You leave your mechanic shop with your car running well again, but there’s a bit of anxiety embedded in the invoice you’ve thrown onto the passenger seat. You head home to look up your bank account balance and calculate how many days until your next paycheck.
“Do I need to hold off on grocery shopping this week?” you wonder, “Maybe I should have found a cheaper shop after I received the estimate…”
I understand that anxiety far too well. Understanding money matters has never been my strong suit. Understanding money matters related to my car was even weaker. Now that I am immersed in the context of car repairs on a regular basis, some of that anxiety has been replaced by knowing that a job well done is worth the cost, and you often get what you pay for.
Time is Money
Diagnostics, or the process of finding a fault in your vehicle, is just that – a process. Many people have fallen under the false assumption that they can have a free code scan done on their vehicle to figure out which part is causing their problem, and then simply have that part replaced. Voila!, the vehicle is fixed. Maybe.
Maybe replacing that part will fix the problem. On the other hand, if you replaced multiple parts but really only needed one, which one actually fixed the issue? Or possibly, the part you did replace seemed to have fixed the issue at first, but the problem returns down the road.
I’m not saying all code scans are bad. Scanning the vehicle for trouble codes is an important, preliminary step of the diagnostic process. This initial step often helps a technician determine where to start in diagnosing the vehicle. Occasionally the process to confirm a problem is quick. However, depending on the cause of the problem, it may take a lot of time, research, analysis, and troubleshooting to get down to the actual root of the issue.

-- Data to examine --
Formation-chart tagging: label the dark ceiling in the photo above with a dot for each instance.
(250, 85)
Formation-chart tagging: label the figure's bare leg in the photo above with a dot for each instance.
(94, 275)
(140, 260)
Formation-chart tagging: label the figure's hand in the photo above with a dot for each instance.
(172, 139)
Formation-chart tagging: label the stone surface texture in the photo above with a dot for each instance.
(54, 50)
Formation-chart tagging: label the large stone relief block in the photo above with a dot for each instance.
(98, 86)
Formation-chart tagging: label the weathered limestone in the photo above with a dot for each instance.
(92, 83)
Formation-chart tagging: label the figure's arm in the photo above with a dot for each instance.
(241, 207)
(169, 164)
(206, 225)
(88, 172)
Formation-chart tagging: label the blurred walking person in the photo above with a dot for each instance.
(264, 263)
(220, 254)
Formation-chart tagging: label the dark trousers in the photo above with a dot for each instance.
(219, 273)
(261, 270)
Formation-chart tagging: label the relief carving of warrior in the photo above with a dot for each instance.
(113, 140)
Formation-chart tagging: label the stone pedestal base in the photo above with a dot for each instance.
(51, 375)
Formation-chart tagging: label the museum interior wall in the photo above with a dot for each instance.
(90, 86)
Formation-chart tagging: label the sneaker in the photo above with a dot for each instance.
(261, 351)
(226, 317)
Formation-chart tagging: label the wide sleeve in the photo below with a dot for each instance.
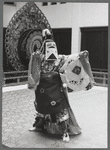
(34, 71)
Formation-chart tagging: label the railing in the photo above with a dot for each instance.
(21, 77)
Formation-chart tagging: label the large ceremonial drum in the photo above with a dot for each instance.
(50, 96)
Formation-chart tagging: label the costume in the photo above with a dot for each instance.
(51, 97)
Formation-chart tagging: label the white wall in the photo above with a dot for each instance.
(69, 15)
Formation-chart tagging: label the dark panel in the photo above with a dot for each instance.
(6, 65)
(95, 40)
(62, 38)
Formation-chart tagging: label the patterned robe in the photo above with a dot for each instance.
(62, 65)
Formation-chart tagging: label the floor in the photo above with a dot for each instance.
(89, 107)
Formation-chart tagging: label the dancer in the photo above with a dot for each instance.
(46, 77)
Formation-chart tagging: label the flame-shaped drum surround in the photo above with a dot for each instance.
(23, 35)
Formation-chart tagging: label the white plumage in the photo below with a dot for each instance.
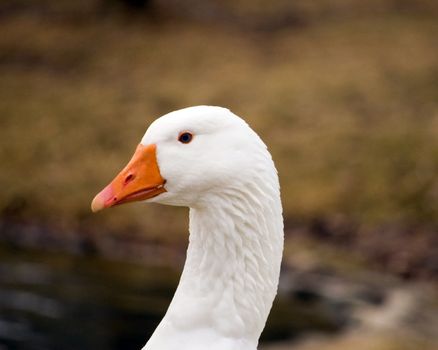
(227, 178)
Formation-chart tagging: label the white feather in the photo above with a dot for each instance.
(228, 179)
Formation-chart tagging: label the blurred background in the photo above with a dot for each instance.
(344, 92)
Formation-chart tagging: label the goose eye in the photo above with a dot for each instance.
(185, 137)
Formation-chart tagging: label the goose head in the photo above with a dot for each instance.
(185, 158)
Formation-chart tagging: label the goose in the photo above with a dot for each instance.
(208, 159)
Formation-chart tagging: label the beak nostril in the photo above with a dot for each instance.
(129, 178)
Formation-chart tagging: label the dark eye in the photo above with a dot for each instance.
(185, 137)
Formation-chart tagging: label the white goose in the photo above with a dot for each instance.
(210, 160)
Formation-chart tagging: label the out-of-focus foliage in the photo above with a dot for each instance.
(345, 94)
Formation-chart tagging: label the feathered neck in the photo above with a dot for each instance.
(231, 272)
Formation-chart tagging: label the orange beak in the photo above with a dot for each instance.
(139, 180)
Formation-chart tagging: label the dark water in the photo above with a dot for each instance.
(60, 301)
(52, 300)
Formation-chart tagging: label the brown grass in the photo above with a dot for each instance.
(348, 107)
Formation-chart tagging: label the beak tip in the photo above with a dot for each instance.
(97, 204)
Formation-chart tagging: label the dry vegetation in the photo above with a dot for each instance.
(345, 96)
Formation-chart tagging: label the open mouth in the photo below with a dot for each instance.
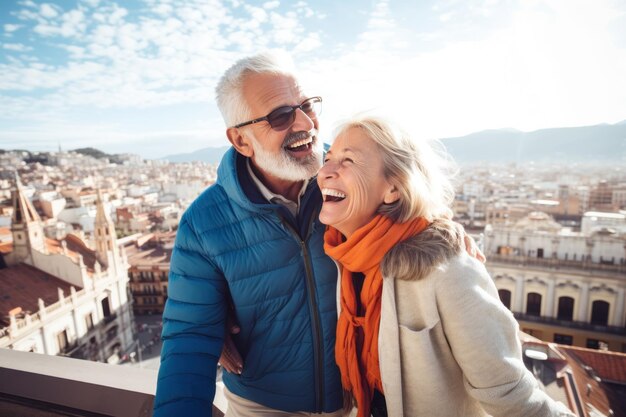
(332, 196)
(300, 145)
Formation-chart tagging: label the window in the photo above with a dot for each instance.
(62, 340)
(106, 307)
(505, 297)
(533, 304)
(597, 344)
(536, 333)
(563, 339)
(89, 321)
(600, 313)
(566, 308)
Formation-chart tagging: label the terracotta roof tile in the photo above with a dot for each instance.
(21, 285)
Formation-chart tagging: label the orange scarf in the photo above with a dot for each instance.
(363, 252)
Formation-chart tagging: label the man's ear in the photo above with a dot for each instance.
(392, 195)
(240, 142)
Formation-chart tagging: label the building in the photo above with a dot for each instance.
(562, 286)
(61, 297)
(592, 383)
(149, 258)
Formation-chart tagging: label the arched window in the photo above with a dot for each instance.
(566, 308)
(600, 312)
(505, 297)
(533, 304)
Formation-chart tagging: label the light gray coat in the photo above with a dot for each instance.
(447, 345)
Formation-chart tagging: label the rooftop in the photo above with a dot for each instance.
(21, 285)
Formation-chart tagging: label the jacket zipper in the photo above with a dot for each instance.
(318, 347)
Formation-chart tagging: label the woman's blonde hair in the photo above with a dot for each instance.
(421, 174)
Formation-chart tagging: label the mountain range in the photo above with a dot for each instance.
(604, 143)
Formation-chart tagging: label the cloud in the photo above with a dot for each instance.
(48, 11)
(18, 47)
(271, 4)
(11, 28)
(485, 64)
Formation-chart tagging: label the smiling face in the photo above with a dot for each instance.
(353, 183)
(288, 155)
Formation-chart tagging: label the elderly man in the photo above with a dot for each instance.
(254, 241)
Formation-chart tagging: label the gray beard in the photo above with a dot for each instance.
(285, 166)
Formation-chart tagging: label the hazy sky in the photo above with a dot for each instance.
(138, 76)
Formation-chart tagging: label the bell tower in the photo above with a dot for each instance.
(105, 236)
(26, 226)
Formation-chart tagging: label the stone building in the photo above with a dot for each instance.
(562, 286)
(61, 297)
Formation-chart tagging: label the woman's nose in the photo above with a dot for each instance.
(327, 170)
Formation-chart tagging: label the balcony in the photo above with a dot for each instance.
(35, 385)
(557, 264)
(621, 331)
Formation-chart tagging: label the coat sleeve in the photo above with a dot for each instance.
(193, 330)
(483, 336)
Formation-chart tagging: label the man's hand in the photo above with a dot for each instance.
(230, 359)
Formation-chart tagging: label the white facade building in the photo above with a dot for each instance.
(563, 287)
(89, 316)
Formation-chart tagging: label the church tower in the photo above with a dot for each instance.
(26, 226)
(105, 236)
...
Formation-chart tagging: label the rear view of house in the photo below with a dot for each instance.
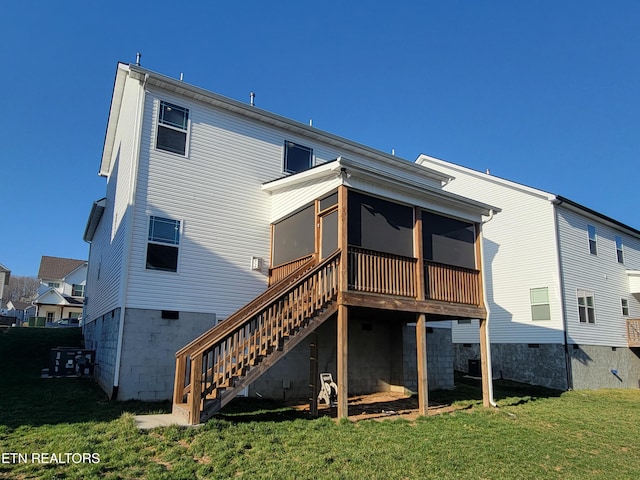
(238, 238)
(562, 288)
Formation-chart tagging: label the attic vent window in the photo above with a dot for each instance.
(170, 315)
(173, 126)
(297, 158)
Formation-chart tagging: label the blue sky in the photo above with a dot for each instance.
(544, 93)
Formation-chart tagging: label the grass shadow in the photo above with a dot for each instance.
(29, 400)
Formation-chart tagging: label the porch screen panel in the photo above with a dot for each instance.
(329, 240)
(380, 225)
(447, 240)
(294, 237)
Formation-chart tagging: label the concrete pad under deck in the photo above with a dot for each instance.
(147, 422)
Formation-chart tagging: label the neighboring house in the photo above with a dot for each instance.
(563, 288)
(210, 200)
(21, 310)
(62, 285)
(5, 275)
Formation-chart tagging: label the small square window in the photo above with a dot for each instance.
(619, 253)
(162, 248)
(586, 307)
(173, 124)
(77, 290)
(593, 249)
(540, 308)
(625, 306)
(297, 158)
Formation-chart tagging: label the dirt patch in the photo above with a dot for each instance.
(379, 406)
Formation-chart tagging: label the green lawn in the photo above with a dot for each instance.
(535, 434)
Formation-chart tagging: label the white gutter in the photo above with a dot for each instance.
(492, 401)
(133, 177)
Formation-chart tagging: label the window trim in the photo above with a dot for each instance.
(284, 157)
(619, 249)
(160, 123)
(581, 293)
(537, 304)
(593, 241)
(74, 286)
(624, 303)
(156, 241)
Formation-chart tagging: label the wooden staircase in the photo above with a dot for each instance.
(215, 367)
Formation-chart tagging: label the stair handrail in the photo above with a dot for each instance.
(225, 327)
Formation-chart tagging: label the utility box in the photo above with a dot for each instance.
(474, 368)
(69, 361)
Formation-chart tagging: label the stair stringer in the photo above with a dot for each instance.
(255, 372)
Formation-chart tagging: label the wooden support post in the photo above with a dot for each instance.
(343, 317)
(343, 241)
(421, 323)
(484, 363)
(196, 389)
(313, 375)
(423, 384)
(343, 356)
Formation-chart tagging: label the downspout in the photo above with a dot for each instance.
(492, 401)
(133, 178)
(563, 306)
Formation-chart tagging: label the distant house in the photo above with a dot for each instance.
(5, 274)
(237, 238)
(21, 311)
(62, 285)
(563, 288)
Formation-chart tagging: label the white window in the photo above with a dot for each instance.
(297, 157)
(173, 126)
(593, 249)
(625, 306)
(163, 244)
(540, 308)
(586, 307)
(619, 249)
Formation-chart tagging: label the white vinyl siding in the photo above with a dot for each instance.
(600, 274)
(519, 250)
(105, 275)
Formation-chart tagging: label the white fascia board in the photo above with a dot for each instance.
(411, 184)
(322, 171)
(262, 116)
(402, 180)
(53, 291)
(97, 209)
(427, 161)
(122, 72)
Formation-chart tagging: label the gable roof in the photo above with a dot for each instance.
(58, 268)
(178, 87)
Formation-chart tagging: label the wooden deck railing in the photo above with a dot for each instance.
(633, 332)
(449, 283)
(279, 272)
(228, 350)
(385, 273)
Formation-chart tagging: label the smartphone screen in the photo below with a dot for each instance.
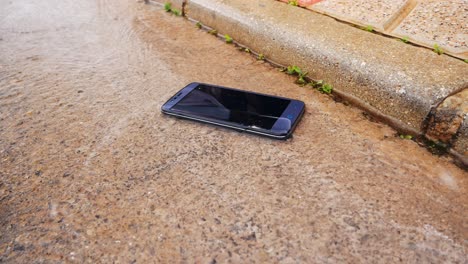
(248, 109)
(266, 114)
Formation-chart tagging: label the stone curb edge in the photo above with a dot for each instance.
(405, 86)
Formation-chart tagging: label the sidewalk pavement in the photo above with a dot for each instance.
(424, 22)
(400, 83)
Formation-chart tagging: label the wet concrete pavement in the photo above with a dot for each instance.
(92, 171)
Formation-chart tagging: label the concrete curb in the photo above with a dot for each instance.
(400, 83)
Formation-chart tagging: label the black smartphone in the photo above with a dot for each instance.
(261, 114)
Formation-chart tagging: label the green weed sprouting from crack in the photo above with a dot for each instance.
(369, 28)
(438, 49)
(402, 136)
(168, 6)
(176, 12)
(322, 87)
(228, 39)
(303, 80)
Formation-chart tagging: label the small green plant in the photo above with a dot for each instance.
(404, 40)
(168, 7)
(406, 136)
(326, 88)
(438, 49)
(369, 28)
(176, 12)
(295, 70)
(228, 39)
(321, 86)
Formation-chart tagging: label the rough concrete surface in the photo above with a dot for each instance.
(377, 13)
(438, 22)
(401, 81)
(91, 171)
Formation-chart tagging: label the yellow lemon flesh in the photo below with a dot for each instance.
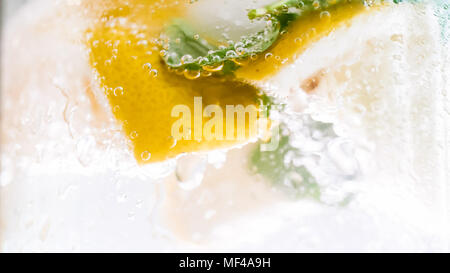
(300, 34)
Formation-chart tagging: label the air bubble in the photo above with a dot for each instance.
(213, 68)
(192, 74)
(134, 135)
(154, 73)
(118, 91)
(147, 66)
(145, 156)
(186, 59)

-- Required actions --
[A] In the car repair text, how does the author describe scanning a vehicle for trouble codes?
[B] Write the next part of the car repair text, picking up after its last sentence.

-- Exercise responses --
[A] As an important, preliminary step of the diagnostic process.

[B]
During this time, the technician must use a variety of tools and resources to diagnose the problem. These tools are not free for techs, the resources are not free for the shop, and time is not free for either. Adequate charges for diagnostics is what allows the business to cover the price of tools, resources, time and other costs that keep the shop running. The details of this would be another post entirely, but I provide an introduction in my post, Dollars & Sense: Are Free (or Cheap) Diagnostics a Myth?.
Cheap Labor Often Means Cheap Work
If you are relying on cheap or free diagnostics, you are likely setting yourself up for a bumpy ride. The technician is probably not getting paid fairly for the time she is spending on your vehicle, causing her to rush so she can start on a job that does pay. So, the diagnosis is not properly confirmed, meaning the recommended fix may or may not be the right repair. You risk having to bring your car back to shell out more money for repairs. Competent diagnostics take time, and paying fairly for them will yield better results for you in the long run.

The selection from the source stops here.